[Data for this exercise — start]

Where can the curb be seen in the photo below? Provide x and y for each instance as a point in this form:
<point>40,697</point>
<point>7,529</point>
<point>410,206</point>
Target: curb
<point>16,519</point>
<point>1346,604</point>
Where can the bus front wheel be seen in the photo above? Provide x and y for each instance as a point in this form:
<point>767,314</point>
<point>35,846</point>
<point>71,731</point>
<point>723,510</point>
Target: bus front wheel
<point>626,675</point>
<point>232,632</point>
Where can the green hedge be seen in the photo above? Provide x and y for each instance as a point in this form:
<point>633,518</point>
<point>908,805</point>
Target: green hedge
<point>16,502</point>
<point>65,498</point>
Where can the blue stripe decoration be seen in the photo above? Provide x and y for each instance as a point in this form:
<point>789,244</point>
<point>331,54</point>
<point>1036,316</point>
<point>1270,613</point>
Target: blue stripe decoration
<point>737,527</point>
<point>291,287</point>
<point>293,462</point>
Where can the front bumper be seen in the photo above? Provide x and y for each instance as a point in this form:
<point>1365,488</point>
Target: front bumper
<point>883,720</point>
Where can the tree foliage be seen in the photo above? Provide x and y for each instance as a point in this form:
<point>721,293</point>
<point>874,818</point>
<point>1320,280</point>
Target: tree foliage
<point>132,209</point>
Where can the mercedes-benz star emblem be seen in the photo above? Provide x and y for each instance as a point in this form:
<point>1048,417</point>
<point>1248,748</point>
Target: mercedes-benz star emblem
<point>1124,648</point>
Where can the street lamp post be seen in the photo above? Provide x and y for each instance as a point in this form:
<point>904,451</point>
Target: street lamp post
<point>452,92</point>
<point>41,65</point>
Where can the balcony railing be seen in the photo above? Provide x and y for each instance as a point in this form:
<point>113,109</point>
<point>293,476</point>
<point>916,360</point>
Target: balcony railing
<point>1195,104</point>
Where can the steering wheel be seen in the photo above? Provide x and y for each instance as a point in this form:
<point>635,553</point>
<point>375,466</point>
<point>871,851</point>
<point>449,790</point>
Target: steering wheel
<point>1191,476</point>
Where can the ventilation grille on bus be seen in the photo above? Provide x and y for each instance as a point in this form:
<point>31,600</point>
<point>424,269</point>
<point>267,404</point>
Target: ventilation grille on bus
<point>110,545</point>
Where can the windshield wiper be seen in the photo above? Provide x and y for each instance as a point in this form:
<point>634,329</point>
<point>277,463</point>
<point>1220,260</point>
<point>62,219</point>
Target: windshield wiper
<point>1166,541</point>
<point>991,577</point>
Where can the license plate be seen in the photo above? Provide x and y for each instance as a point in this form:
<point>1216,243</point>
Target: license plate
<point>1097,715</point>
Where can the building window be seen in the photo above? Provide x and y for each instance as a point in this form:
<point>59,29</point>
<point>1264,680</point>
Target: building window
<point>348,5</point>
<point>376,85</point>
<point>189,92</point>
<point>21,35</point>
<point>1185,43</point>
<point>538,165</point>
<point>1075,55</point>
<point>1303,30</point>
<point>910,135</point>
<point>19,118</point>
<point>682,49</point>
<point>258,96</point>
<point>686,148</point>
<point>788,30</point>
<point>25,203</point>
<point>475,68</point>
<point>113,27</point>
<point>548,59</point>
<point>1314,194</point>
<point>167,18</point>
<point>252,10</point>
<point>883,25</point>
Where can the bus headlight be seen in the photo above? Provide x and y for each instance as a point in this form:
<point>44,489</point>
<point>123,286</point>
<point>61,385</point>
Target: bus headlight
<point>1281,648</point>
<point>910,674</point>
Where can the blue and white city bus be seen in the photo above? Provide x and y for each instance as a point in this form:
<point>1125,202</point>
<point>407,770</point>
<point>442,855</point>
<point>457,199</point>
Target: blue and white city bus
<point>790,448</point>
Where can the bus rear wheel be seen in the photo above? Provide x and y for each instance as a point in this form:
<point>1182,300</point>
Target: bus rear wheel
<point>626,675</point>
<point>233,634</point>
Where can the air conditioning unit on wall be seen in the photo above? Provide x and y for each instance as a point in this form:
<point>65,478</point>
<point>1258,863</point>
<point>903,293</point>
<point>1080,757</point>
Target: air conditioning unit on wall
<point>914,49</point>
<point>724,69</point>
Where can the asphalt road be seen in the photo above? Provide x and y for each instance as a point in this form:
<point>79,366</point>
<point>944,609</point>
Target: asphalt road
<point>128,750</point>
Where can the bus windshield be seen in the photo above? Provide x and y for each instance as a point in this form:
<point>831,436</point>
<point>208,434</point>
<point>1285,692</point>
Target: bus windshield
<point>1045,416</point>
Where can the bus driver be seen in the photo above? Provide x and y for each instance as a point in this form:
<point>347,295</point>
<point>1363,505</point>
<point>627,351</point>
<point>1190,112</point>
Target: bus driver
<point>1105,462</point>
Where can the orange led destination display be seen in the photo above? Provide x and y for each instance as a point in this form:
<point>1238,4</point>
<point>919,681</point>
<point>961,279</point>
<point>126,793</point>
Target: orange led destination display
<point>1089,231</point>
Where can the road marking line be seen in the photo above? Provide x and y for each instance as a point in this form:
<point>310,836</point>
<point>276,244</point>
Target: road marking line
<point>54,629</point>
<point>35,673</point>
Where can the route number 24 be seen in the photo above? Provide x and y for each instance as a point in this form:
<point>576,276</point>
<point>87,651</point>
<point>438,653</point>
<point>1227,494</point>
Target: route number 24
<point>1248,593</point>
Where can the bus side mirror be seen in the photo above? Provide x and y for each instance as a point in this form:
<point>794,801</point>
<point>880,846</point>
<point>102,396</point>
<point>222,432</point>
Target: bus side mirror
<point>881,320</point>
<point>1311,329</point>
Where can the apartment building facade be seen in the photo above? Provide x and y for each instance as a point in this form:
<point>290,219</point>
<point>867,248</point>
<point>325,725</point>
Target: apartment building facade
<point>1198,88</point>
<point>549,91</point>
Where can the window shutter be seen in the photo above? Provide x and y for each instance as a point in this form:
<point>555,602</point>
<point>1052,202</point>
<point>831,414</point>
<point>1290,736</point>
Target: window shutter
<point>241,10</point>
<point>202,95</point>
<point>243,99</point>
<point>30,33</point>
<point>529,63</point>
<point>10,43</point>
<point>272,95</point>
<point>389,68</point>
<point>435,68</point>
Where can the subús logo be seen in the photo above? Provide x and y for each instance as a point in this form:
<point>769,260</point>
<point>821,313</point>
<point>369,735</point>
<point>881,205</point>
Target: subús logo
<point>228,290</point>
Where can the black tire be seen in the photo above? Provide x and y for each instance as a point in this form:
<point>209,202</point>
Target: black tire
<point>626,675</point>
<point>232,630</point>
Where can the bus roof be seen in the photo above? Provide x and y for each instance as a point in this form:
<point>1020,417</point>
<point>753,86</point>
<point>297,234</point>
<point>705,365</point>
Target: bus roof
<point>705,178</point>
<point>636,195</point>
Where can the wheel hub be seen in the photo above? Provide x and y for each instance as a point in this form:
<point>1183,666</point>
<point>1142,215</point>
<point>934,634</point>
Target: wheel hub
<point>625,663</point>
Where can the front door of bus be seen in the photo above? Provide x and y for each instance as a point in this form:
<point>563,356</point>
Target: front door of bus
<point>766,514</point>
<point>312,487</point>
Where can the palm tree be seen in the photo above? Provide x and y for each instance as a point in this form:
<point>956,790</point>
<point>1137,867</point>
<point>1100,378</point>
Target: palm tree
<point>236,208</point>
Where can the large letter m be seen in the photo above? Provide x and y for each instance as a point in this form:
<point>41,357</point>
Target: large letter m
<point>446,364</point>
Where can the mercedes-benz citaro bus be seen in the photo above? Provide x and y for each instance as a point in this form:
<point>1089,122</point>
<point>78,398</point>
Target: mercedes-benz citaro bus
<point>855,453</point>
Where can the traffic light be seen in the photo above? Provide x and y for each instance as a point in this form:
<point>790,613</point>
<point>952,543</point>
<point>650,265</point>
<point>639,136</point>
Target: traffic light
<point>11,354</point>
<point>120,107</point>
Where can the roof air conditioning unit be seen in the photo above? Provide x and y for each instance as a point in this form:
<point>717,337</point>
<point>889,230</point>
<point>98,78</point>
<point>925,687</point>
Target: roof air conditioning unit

[Data for this exercise — finish]

Task goal
Set down exactly the lines of the data above, beginning with the line that has "<point>449,790</point>" and ending with the line that has "<point>267,404</point>", and no others.

Solution
<point>449,790</point>
Target: steering wheel
<point>1191,476</point>
Where can the ventilation grille on bus be seen in the photo above? Provide x and y for each instance as a point in this form:
<point>31,600</point>
<point>424,269</point>
<point>267,404</point>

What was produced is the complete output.